Brief 1: Rewrite the thread on converting a Win32 offset into a runtime pointer, starting at "Which address is" and ending at "a hex editor)", with "WaitForSingleObject" replaced by "WaitForMultipleObjects".
Brief 2: In the thread on converting a Win32 offset into a runtime pointer, which function does the second answer say you can use to check the base address of a specific DLL?
Brief 3: Continue the thread on converting a Win32 offset into a runtime pointer from its last line.

Selection:
· · · · ·

How can I convert an offset in text segment of an Win32 executable into a pointer at runtime?

Question

How can I convert an offset in text segment of an Win32 executable into a pointer at runtime?

When using a disassembler, I can see the relative addresses. But how can I convert them to an absolute address at runtime?

For example:

.text:402BE620

Which address is that at runtime? How can I convert that number into a pointer?

Some background: I have to fix a bug in a end-of-life DLL and we don't have access to the source code. For that I want to hook a specific function and override it at runtime.

(It contains a call to WaitForSingleObject where MsgWaitForMultipleObjects had to be used, and because of the additional parameters it cannot be fixed with a hex editor)

EDIT: Thank you for your suggestions, but I added that stuff about hooking only to give you some context. I don't need a hooking framework!. I have a good hooking framework which does all the heavy lifting and - at least for now - I don't need any more information about hooking itself.

I just have to provide the address of the function to hook to my hooking framework and for that I have to know how to calculate it and I don't know how to determine it.

EDIT 2: I have used two different disassembler, both show the address as noted above. Somewhat odd: Both reject "402BE620" as an offset if I use their "goto" feature. I have to enter the offset as "2BE620" to make it work...

Answer 1

I don't know the answer to your specific question, but even if I did, I don't think your plan will work. I take it you are planning to dynamically patch the function call with a call (or jump) to your own code? However, what happens if the page that contains the patch is discarded by the OS and then re-loaded (from the DLLs disk image) sometime later? How are you going to detect this and re-patch it?

Just a thought....

Answer 2

To do something like this you would usually use detours
It allows you to create a thread in a running process and hook/replace any function in it.
Usually it works by looking up the symbol but there shouldn't be a reason it won't work with an offset.

To specifically answer your question, In the dll file you will usually find relative addresses. relative to the start of the file. When a PE (dll, exe) is loaded into memory all of the relative addresses are replaced with absolute addresses using the base address where the PE is loaded. You can check the base address of a specific DLL using GetModuleHandle()
402BE620 doesn't look like a relative address at all. it really looks like an absolute address so you better be sure what the disassembler shows you. relative addresses can't be larger than the size of the DLL file they are in.
Another hint you might find useful - When you attach a debugger to a process it usually lists all of the DLLs and their base addresses.

Answer 3

This milw0rm paper on API Interception via DLL Redirection (PDF)
discusses a couple of ways that should give you an idea where you are venturing.

While there are several methods which can be used to achieve our goal, this tutorial will examine only DLL redirection. This approach was chosen for several reasons:

1. It is relatively simple to implement.
2. It allows us to view and modify parameters passed to an API function, change return values of that function, and run any other code we desire.
3. While most other methods require code to be injected into the target process or run from an external application, DLL redirection requires only write access to the target application's working directory.
4. We can intercept any API call without modifying the target (either on disk or in memory) or any system files.

· · · · ·

Source data:
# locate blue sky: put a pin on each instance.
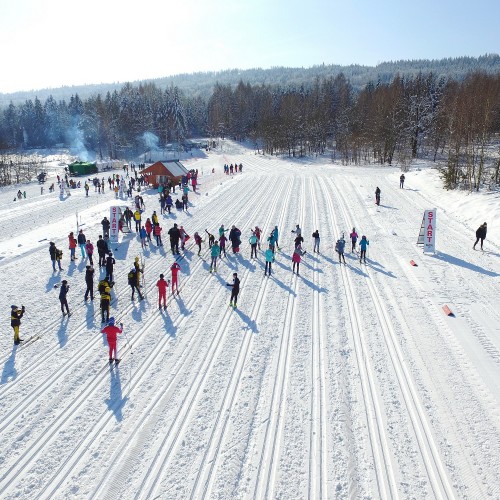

· · · · ·

Exercise result 1:
Which address is that at runtime? How can I convert that number into a pointer?

Some background: I have to fix a bug in a end-of-life DLL and we don't have access to the source code. For that I want to hook a specific function and override it at runtime.

(It contains a call to WaitForMultipleObjects where MsgWaitForMultipleObjects had to be used, and because of the additional parameters it cannot be fixed with a hex editor)

Exercise result 2: GetModuleHandle()

Exercise result 3:
Once we have redirected the program to load our DLL, we need to have all the functions it is looking for. Let's say that we want to intercept every call that Internet Explorer makes to MessageBox. MessageBox is located in user32.dll, so we will need to create a DLL called user32.dll that contains an exportable function named MessageBox, create the iexplore.exe.manifest file, and place our newly created user32.dll and iexplore.exe.manifest files in the C:\Program Files\Internet Explorer directory. Now when IE imports its API functions, it will load MessageBox from our user32.dll file; then, whenever IE calls the MessageBox function, the code we placed on our MessageBox function will be executed.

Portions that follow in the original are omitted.